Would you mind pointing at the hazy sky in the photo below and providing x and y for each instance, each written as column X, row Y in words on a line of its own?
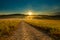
column 8, row 6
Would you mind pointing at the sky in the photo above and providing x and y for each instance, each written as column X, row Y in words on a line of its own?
column 37, row 6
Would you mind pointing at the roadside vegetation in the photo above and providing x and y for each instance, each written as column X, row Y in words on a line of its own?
column 51, row 27
column 7, row 26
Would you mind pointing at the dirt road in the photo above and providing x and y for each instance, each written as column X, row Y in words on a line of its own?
column 27, row 32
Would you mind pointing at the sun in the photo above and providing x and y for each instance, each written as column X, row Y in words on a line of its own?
column 30, row 13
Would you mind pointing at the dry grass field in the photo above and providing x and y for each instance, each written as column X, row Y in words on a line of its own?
column 7, row 26
column 51, row 25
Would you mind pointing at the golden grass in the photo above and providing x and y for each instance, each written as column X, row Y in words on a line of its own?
column 8, row 25
column 53, row 24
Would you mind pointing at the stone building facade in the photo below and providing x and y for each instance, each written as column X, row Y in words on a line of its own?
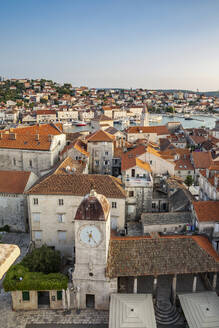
column 100, row 146
column 30, row 150
column 13, row 201
column 53, row 203
column 92, row 236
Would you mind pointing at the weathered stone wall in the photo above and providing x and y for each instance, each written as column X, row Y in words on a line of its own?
column 19, row 304
column 101, row 151
column 48, row 208
column 32, row 160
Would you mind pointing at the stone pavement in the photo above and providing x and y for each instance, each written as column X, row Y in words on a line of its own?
column 68, row 326
column 21, row 319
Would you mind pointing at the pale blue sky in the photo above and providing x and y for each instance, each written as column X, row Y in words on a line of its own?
column 118, row 43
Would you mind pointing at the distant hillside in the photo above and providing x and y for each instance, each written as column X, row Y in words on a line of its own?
column 207, row 93
column 211, row 93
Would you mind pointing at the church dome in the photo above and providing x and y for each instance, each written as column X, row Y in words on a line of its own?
column 94, row 207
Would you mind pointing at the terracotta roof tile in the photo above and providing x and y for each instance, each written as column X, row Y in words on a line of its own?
column 202, row 160
column 79, row 185
column 100, row 135
column 42, row 129
column 159, row 129
column 129, row 158
column 183, row 164
column 140, row 256
column 13, row 182
column 207, row 211
column 25, row 142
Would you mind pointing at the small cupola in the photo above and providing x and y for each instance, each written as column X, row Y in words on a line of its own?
column 94, row 207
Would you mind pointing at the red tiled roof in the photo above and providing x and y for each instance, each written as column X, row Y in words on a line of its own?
column 25, row 142
column 183, row 164
column 202, row 160
column 79, row 185
column 46, row 112
column 100, row 135
column 42, row 129
column 198, row 139
column 13, row 182
column 129, row 158
column 159, row 130
column 207, row 211
column 140, row 256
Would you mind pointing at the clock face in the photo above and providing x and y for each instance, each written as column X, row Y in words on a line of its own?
column 90, row 235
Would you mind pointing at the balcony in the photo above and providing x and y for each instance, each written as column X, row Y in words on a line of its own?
column 138, row 182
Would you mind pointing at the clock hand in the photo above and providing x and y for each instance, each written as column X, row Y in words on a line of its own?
column 93, row 239
column 89, row 235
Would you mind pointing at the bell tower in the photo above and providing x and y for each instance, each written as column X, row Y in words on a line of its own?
column 144, row 121
column 92, row 236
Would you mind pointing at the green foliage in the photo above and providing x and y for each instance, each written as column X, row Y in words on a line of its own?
column 43, row 101
column 189, row 180
column 43, row 259
column 5, row 228
column 19, row 277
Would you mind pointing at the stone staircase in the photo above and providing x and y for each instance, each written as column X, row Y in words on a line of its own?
column 166, row 313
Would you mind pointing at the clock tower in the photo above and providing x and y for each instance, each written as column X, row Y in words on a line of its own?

______________________________

# Given request
Copy out every one of the records above word for word, leaving the pictures out.

# Complete output
Would you mind pointing at the hazy sky in the photo below and providing x and y for each instance, each written as column X, row Y in words on a line of its own?
column 8, row 6
Would you mind pointing at the sky in the photo above and providing x and y for each instance, each written as column X, row Y in words on a line of its own?
column 37, row 6
Would you mind pointing at the roadside vegetation in the photo above and providing x and y for each instance, each written as column X, row Y in words on a line of its own?
column 51, row 27
column 7, row 26
Would you mind pointing at the dirt road in the photo above and providing x and y for each instance, each written as column X, row Y in words on a line of its own?
column 27, row 32
Would you mind pointing at the sun in the photo above and providing x and y for each instance, each written as column X, row Y in words on a line of its own?
column 30, row 13
Would you mind pointing at the dry grass field in the photo above and providing x and y for each instance, each written as column X, row Y in words on a line of its own?
column 7, row 26
column 51, row 25
Would you mind pointing at the golden grass in the photo above and providing x and y for each instance, each written as column X, row Y in words on a line of its own?
column 8, row 25
column 53, row 24
Would you mind pointing at the stone building facade in the photo below and providing x and y for each instance, each written as column X, row Y in words on a line of its own?
column 100, row 146
column 30, row 150
column 13, row 201
column 53, row 203
column 92, row 236
Would you mind pointing at the weathered stone wall in the photo above and providing x and y for each instance, each written as column X, row Y in words on a line of its own?
column 19, row 304
column 101, row 151
column 48, row 208
column 32, row 160
Would you mind pointing at the stone pavement in the photo above and providing x and y for each instance, each written as column X, row Y in words on a line of its own?
column 68, row 326
column 21, row 319
Would you mind pointing at the pale blue sky in the photo above and providing x and y for each instance, each written as column X, row Y in words on a line of its own?
column 118, row 43
Would you mind pointing at the distant hillside in the photo above and providing x and y for each instance, each written as column X, row Y in words on a line of its own?
column 207, row 93
column 211, row 93
Would you mind pointing at the church dome in the photo above and providing x and y for each instance, each written as column X, row Y in words on a line of its own?
column 94, row 207
Would you mind pointing at the terracotta roof tile in the photo above and providing x and y for each instance, each written as column X, row Y in words on a line of its own?
column 202, row 160
column 79, row 185
column 100, row 135
column 42, row 129
column 159, row 129
column 129, row 158
column 183, row 164
column 140, row 256
column 13, row 182
column 207, row 211
column 25, row 142
Would you mind pointing at the small cupola in the photo above and providing x and y for each instance, each written as column X, row Y in words on a line of its own?
column 94, row 207
Would you mind pointing at the red tiled roof in the photo above and providing x and y for each instance, each written as column X, row Y in words on a line of its own?
column 25, row 142
column 183, row 164
column 202, row 160
column 79, row 185
column 46, row 112
column 100, row 135
column 42, row 129
column 198, row 139
column 13, row 182
column 129, row 158
column 159, row 130
column 207, row 211
column 140, row 256
Would you mind pointing at the clock face in the photo above and providing x and y for each instance, each written as column X, row Y in words on a line of its own?
column 90, row 235
Would you mind pointing at the balcony in the photo above and providing x and y for each instance, each written as column X, row Y in words on a line of its own?
column 138, row 182
Would you mind pointing at the clock hand in the photo above and providing x and y for each instance, each written as column X, row Y in words on a line of its own?
column 93, row 239
column 89, row 235
Would you mind pointing at the bell tower in the photo above and providing x and y for each instance, each written as column X, row Y in words on a line of its own?
column 144, row 121
column 92, row 236
Would you mind pointing at the green foliage in the photo above and providing x and y for each instance, each written as column X, row Y in words on a line of its own?
column 43, row 101
column 189, row 180
column 43, row 259
column 5, row 228
column 19, row 277
Would you mind pointing at the stone staircase in the photo above and providing x and y for each instance, each written as column X, row Y in words on a line of its own?
column 166, row 313
Would you mind pointing at the clock tower in the photo above and providing x and y for each instance, each written as column X, row Y in words on a line of its own?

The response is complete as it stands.